EXERCISE OBJECTIVE: Reproduce the rows word for word, beginning at the line that contains "[locate] the red car" and stopping after the final row. Leave the pictures out.

--------------------------------

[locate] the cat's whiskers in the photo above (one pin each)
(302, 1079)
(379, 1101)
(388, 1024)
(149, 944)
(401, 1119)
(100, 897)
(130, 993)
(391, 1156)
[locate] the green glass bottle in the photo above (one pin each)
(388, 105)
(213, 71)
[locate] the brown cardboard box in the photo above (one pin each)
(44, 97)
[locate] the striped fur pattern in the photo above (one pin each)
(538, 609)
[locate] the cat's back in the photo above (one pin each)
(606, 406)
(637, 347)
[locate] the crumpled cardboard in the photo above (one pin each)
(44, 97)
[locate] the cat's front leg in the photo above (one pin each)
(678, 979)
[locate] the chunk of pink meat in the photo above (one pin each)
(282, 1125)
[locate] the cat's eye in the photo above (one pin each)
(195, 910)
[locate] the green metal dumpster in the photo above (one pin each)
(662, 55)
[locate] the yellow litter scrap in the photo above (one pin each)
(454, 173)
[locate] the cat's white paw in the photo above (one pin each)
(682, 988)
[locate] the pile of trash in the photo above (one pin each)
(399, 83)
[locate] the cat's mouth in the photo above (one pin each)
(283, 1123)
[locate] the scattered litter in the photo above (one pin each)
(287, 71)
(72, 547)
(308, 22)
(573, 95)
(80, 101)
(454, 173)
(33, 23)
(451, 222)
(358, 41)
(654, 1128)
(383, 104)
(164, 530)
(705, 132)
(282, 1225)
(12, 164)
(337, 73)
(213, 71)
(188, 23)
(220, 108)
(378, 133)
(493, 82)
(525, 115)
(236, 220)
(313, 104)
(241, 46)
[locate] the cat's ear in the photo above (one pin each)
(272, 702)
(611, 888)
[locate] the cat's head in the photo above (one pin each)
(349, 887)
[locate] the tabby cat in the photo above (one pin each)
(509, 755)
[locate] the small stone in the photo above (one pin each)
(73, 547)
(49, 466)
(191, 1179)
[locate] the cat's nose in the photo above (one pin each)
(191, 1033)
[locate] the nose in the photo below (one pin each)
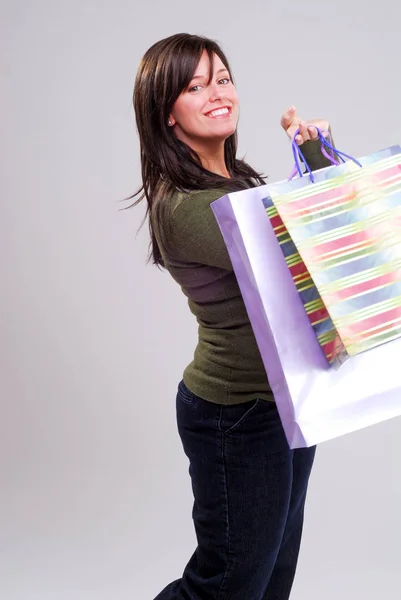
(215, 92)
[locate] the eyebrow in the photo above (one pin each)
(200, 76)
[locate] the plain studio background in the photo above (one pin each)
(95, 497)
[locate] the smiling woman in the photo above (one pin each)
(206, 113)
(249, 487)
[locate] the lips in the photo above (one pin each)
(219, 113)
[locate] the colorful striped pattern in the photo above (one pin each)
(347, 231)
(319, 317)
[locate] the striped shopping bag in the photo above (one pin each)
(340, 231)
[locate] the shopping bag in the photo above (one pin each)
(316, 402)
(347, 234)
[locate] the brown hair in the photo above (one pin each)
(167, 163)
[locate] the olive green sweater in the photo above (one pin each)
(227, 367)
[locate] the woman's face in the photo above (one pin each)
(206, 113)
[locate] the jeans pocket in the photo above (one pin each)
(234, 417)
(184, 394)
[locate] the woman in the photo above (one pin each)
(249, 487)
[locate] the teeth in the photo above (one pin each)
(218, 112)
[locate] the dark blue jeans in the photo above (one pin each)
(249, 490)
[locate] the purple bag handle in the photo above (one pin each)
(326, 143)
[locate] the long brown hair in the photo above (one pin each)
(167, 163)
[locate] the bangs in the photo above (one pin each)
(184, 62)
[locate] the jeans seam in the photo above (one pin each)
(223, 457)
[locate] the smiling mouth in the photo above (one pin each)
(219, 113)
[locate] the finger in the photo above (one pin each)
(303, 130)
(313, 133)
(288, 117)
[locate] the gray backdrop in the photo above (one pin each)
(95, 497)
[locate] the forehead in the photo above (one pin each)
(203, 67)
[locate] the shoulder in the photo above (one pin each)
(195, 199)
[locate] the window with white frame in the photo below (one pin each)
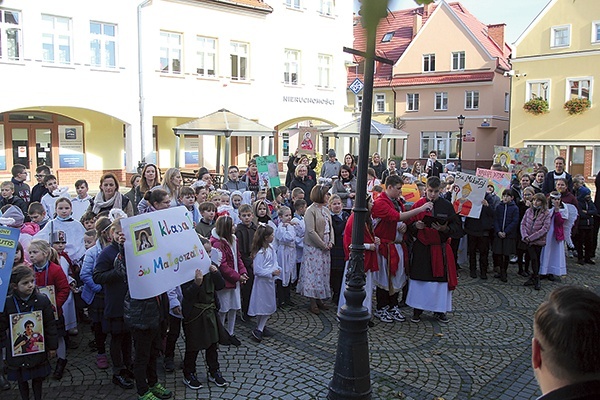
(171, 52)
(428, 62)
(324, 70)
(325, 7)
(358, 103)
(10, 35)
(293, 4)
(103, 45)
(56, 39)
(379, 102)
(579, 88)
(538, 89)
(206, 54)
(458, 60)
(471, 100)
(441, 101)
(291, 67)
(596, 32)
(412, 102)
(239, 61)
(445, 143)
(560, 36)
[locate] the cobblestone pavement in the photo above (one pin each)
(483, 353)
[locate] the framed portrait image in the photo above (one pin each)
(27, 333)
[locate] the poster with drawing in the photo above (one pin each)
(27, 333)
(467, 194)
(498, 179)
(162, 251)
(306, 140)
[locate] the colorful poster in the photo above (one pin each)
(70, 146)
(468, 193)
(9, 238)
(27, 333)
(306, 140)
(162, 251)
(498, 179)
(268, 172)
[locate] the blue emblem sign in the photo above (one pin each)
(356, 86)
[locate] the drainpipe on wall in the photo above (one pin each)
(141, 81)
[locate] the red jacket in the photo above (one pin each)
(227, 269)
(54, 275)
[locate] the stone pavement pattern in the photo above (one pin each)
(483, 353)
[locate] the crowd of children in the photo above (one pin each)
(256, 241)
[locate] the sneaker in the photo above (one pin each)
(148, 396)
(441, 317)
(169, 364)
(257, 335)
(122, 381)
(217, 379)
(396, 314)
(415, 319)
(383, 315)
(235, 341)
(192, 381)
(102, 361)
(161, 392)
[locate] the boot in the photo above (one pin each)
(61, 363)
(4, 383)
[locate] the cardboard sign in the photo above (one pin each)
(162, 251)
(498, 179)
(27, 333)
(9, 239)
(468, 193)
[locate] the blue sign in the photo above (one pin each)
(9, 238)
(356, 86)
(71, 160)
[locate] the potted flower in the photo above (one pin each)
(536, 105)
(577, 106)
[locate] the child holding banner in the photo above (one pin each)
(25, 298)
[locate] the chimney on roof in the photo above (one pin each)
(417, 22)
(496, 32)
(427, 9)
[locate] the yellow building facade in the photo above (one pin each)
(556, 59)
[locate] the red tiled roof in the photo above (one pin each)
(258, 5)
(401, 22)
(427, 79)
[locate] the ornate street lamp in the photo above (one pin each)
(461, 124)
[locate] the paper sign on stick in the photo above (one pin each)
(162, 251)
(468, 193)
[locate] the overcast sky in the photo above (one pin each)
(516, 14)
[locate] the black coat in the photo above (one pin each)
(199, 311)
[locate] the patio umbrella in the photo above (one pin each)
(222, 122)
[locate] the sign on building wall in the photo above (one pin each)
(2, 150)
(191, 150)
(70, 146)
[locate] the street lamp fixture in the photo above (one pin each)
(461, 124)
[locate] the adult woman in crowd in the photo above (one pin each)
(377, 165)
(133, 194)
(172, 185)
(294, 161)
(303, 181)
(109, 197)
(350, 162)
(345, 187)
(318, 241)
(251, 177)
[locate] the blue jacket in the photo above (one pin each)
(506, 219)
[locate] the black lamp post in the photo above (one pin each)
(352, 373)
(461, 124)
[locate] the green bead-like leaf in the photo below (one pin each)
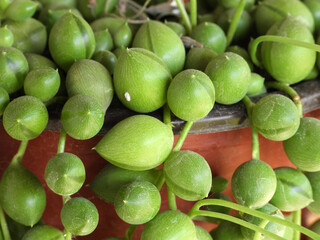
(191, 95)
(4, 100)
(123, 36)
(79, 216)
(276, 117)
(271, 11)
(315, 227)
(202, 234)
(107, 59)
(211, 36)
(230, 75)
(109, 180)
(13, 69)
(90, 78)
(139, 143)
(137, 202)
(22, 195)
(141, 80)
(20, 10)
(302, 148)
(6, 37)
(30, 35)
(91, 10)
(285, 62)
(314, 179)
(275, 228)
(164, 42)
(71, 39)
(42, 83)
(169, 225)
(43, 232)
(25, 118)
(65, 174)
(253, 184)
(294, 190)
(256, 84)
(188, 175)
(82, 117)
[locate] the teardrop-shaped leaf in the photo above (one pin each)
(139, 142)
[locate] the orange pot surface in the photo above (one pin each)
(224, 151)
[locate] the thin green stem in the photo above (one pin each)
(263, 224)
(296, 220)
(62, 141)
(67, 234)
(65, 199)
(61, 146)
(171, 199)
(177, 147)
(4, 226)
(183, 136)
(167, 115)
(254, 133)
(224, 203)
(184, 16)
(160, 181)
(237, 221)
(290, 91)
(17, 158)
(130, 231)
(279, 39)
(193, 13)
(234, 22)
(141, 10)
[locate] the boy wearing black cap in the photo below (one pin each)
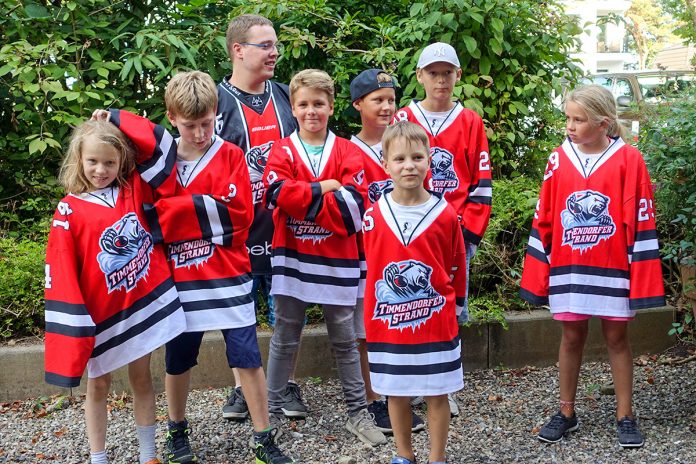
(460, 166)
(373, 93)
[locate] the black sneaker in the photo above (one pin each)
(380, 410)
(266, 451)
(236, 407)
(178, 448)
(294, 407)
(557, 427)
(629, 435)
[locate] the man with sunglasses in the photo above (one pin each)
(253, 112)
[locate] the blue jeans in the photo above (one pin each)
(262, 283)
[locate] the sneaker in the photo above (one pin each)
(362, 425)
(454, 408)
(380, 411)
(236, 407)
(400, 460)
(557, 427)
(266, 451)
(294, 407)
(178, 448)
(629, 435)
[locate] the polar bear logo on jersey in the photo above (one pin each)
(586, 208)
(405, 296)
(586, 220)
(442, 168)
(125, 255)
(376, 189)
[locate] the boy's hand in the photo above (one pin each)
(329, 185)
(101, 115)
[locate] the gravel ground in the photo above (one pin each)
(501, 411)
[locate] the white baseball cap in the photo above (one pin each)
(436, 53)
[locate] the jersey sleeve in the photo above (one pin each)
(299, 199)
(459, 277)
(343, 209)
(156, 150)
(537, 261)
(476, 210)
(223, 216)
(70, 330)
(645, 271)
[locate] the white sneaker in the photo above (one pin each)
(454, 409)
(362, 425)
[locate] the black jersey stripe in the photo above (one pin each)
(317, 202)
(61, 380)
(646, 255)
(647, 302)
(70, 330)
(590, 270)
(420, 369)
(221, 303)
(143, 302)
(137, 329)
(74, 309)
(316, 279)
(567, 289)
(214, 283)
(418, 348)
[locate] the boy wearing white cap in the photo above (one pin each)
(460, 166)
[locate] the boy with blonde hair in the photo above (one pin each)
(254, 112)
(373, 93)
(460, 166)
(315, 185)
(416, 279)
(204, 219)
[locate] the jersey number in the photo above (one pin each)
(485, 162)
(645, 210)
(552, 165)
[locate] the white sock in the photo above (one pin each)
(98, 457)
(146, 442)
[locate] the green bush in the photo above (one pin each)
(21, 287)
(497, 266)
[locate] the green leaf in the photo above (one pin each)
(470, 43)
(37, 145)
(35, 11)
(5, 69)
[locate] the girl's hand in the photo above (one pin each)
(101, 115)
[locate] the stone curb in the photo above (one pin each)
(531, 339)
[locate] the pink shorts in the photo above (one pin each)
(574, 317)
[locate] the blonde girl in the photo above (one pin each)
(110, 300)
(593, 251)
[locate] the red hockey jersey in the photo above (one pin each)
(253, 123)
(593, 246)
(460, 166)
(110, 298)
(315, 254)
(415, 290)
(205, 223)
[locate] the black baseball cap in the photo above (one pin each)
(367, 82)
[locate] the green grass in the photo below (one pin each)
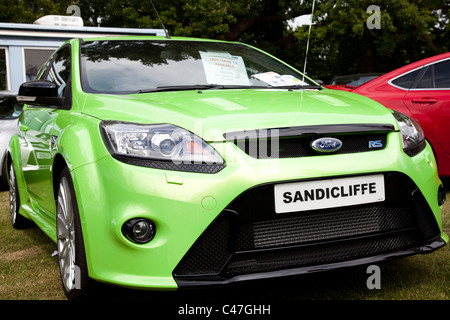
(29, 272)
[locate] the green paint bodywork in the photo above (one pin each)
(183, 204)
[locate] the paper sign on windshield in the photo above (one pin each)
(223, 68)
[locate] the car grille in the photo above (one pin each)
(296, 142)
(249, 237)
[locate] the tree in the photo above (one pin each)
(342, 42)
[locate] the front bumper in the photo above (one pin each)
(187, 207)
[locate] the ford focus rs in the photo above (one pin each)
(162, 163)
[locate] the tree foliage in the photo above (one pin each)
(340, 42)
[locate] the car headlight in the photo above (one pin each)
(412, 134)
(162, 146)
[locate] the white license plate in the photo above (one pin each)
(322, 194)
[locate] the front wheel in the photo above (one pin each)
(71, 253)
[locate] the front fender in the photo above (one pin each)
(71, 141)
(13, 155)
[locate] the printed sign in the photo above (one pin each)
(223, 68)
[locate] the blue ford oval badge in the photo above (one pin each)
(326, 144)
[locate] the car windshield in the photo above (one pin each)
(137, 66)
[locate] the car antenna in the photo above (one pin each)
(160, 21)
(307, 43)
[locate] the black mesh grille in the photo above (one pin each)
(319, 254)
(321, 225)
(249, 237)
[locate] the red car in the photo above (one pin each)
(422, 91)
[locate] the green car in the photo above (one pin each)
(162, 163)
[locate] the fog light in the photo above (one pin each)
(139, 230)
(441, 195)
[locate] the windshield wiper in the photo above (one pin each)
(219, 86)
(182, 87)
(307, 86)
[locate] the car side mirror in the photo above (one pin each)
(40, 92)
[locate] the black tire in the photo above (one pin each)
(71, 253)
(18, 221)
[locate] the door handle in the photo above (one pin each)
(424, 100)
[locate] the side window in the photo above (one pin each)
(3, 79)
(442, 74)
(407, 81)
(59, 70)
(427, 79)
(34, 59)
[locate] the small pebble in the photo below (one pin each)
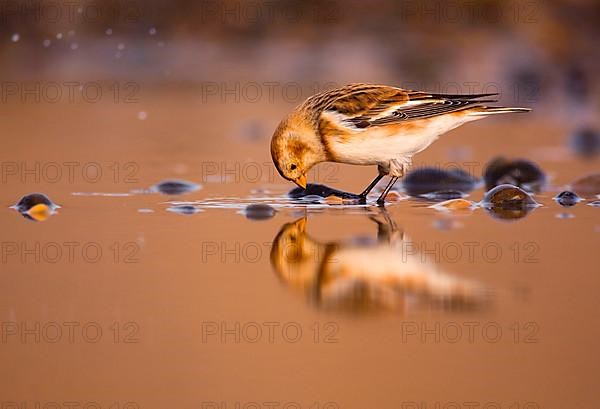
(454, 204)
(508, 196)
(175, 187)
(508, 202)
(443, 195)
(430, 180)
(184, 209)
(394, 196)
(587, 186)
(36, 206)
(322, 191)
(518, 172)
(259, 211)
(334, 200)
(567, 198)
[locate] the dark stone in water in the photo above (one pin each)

--------------------------------

SOLUTION:
[locate] the red car in the photo above (one pin each)
(422, 91)
[locate] the green car in the photo above (one pin each)
(162, 163)
[locate] the fog light in the photo above (one pin each)
(139, 230)
(441, 195)
[locate] the windshield wiper in the photo above (one pin each)
(219, 86)
(182, 87)
(307, 86)
[locate] the car side mirror in the photo above (one pin each)
(40, 92)
[locate] the black tire in the photo above (one pin each)
(71, 253)
(18, 221)
[locate] the door handle in the photo above (one pin each)
(424, 100)
[locate] the side window in the photo above (one pin each)
(3, 79)
(442, 74)
(407, 81)
(59, 70)
(427, 79)
(34, 59)
[locate] the small pebble in the photo below (one pin each)
(454, 204)
(508, 196)
(175, 187)
(508, 202)
(443, 195)
(430, 180)
(184, 209)
(394, 196)
(587, 186)
(36, 206)
(322, 191)
(518, 172)
(259, 211)
(334, 200)
(567, 198)
[locate] the dark stone in water in the photo above (one pin each)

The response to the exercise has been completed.